Mailing List Archive

uploaded 37_tilde_ok.0.8.15.patch
One of the earlier releases that I didn't test on my server changed
the handling of patch escapes such that all FancyIndex URL paths
are escaped. Unfortunately, Apache uses the "~" character for default
user directory prefixes. The result is that Apache 0.8.15 is changing
the URL from /~user to /%7euser in a rather arbitrary fashion.
This is bad, even though it may be considered as being RFC 1738 compliant,
since we (the authors of the URL specs) are planning on including tilde
in the allowed character set anyway the next time the specs are revised.

In any case, it is guaranteed to cause users to complain and muck up
a browser's history file.

This is 37_tilde_ok.0.8.15.patch:

From: Roy Fielding <fielding@ics.uci.edu>
Subject: Changes path escaping to allow the tilde "~" character in paths.
Affects: util.c
ChangeLog: Do not escape tilde "~" character during the creation of
FancyIndexes
Comments: Yes, I know it isn't strictly according to RFC 1738, but that
document is overly restrictive (i.e., wrong) in that regard
and will be changed in the next revision.

» Challenge:
Print the passage from the mailing list post word for word, beginning with "This is bad, even" and stopping after "character in paths.". The listing comes from a separate source.

» Supplied data:

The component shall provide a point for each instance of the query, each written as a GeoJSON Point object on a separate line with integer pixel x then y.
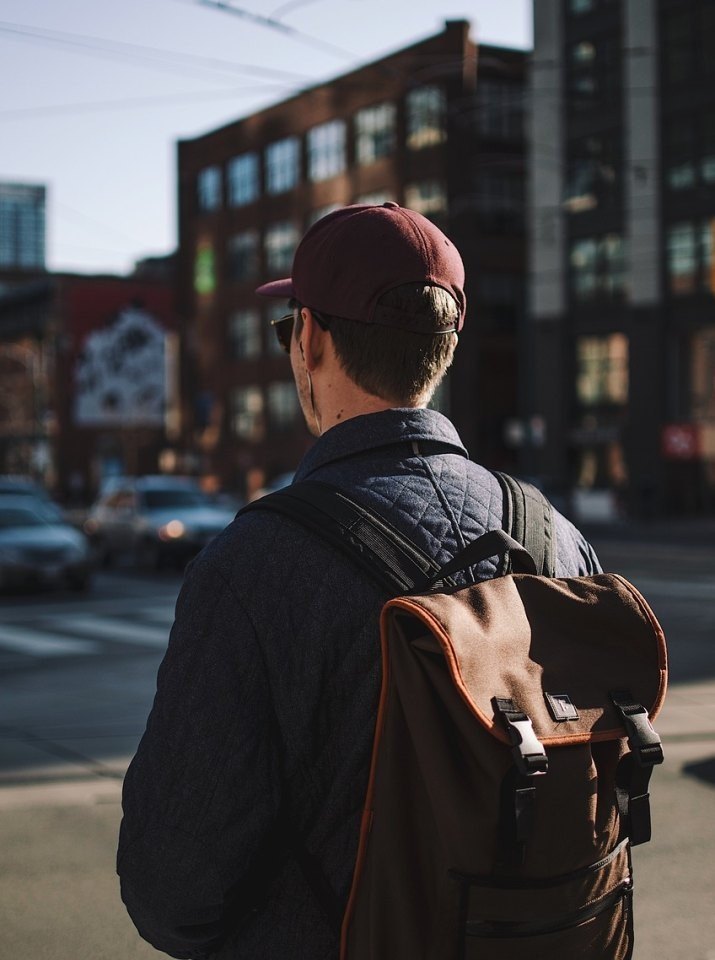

» Worked answer:
This is bad, even though it may be considered as being RFC 1738 compliant,
since we (the authors of the URL specs) are planning on including tilde
in the allowed character set anyway the next time the specs are revised.

In any case, it is guaranteed to cause users to complain and muck up
a browser's history file.

This is 37_tilde_ok.0.8.15.patch:

From: Roy Fielding <fielding@ics.uci.edu>
Subject: Changes path escaping to allow the tilde "~" character in paths.